Excerpt to read:
####

Hyundai Motor Group (HMG), together with affiliate Kia Motors, said it was innovating with robotics technology through development of the Hyundai Vest Exoskeleton (H-VEX) wearable industrial robots.
The automaker said that, following a demonstration of its Hyundai Chairless Exoskeleton (H-CEX) at a North American factory last August (it has a Hyundai car assembly plant in Alabama and a Kia facility in Georgia), the company plans “to verify H-VEX’s success through extensive testing at the end of 2018”.
In early 2018, HMG identified Robot-Artificial Intelligence as one of five areas of future innovation and growth. The company established a designated robotics team in its strategic technology headquarters to focus on the development of related tech, and is expanding its cooperation with associated sectors.
The automaker said it was developing technology in three areas of robotics: wearable robots, service robots, and micro-mobility. It is also working with other domestic and international companies which possess robotic and artificial intelligence technology.
The first H-CEX was developed for industrial use. It is a knee-joint protective device that helps maintain a worker’s sitting position. Weighing 1.6kg, it is light yet highly durable and can withstand weight of up to 150kg. With waist, thigh and knee belts it can be easily fitted and adjusted to the user’s height.
Along with the H-CEX, HMG plans to test and apply the H-VEX in its North American factories at the end of the year. H-VEX is a device that alleviates pressure on workers’ necks and backs by adding 60kg of strength to the user when their arms are used overhead. It is expected to be very effective at preventing injury and increasing work efficiency.

####

Exercise A: In the passage on Hyundai's wearable robots, write out the part starting at "The automaker said that, following" and ending at "artificial intelligence technology.", but switch "strategic technology headquarters" to "research and development division".
Exercise B: According to the passage on Hyundai's wearable robots, how much does the H-CEX weigh?

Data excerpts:
####

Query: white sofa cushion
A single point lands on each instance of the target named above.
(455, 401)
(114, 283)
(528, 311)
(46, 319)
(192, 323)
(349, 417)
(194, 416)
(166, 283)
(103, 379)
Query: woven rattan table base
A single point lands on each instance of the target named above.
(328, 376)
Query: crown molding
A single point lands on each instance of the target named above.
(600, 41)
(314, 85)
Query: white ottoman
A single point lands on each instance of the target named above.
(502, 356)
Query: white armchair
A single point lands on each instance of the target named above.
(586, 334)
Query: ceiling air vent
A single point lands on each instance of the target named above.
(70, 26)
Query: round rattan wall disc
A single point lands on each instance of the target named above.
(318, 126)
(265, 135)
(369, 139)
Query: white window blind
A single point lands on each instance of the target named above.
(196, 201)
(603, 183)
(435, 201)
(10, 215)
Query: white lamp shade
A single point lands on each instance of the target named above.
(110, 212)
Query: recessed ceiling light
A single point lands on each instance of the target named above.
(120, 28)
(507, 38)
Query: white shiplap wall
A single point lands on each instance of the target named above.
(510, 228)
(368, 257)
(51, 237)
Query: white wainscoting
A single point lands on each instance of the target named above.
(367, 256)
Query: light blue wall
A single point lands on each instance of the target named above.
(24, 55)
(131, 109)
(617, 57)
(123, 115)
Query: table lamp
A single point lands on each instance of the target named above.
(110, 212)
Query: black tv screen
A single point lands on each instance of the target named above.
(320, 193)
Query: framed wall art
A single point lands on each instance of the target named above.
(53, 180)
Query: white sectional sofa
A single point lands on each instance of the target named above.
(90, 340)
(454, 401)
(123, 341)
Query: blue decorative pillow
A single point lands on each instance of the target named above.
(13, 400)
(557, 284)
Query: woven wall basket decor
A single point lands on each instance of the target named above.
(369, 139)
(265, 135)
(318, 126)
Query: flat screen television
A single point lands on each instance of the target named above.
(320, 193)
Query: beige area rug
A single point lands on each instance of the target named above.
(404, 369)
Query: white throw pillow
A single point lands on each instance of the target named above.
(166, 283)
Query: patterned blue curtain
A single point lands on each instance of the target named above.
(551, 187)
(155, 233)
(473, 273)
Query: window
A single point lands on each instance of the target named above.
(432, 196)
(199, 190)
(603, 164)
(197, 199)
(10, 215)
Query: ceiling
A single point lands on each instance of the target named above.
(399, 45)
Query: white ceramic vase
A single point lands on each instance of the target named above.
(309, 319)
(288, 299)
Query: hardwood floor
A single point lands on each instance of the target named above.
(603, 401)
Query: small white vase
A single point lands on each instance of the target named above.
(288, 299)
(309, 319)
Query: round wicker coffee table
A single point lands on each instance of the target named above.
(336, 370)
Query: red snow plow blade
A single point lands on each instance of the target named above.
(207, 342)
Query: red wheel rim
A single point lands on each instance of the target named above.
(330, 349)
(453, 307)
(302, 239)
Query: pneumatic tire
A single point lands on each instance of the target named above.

####

Worked solution A:
The automaker said that, following a demonstration of its Hyundai Chairless Exoskeleton (H-CEX) at a North American factory last August (it has a Hyundai car assembly plant in Alabama and a Kia facility in Georgia), the company plans “to verify H-VEX’s success through extensive testing at the end of 2018”.
In early 2018, HMG identified Robot-Artificial Intelligence as one of five areas of future innovation and growth. The company established a designated robotics team in its research and development division to focus on the development of related tech, and is expanding its cooperation with associated sectors.
The automaker said it was developing technology in three areas of robotics: wearable robots, service robots, and micro-mobility. It is also working with other domestic and international companies which possess robotic and artificial intelligence technology.

Worked solution B: It weighs 1.6kg.